-- Directions --
Please pull out every line of the entries below that contains the string "wheel". Case counts, so match upper and lower case letters as given.

== Task data ==

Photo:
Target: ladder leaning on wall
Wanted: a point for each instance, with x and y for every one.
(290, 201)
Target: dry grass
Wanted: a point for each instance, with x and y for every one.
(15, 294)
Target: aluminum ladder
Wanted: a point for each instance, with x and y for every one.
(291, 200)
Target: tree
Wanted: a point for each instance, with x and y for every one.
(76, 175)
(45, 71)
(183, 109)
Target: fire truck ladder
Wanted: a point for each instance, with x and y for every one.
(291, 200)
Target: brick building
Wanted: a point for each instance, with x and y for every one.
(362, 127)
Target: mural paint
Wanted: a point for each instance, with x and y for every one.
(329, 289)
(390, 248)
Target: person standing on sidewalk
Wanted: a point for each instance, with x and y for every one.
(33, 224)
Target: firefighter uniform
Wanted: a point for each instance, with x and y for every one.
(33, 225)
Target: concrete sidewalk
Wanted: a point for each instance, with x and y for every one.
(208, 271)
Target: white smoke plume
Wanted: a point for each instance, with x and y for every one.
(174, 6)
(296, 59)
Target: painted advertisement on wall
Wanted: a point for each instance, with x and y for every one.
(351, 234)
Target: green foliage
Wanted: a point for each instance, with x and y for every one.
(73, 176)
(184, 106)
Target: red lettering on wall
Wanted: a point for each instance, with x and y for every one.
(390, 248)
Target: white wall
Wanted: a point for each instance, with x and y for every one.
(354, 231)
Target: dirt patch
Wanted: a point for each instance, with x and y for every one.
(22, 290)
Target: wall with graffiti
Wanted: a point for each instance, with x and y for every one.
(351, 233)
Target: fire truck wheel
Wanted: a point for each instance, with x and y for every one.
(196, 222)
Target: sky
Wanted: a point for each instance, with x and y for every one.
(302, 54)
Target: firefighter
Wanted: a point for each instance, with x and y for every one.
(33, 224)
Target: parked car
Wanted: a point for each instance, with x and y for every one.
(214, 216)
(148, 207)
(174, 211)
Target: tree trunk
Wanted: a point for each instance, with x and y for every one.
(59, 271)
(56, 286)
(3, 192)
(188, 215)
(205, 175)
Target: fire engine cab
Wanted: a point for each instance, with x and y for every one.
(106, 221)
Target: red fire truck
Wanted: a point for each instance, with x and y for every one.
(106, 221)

===
== Task data ==

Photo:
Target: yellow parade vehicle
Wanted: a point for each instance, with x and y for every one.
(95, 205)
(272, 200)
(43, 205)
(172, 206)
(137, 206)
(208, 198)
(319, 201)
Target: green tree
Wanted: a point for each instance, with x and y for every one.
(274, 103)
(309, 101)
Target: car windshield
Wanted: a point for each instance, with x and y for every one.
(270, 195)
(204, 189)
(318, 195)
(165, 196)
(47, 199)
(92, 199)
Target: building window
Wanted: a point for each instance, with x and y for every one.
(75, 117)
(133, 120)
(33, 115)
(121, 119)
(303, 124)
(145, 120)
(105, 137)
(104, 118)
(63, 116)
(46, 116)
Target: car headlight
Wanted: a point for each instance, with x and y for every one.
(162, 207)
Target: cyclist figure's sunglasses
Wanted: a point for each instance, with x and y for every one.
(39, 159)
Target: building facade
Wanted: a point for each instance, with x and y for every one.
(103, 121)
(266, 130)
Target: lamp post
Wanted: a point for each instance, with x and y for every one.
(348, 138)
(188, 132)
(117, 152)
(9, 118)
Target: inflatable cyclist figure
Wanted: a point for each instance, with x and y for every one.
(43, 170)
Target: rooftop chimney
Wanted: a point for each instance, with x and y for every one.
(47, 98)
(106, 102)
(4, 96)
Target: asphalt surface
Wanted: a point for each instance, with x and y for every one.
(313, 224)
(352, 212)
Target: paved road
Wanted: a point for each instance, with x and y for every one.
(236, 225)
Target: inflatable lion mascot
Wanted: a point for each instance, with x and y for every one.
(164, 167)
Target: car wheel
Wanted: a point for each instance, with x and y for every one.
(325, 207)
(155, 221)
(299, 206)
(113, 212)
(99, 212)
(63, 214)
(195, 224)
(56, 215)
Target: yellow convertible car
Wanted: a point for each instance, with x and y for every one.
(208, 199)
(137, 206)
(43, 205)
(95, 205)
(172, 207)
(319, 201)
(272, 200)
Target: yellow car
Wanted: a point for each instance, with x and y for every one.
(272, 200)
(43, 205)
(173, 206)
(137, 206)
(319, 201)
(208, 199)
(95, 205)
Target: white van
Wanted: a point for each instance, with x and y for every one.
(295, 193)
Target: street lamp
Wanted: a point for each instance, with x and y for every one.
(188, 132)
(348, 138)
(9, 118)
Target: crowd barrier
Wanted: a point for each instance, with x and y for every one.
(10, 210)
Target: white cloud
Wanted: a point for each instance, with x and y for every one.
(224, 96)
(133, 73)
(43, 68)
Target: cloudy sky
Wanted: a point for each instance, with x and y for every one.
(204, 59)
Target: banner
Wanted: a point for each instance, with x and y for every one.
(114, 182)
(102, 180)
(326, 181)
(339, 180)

===

-- Expected answer --
Target: fire truck wheel
Target: car wheel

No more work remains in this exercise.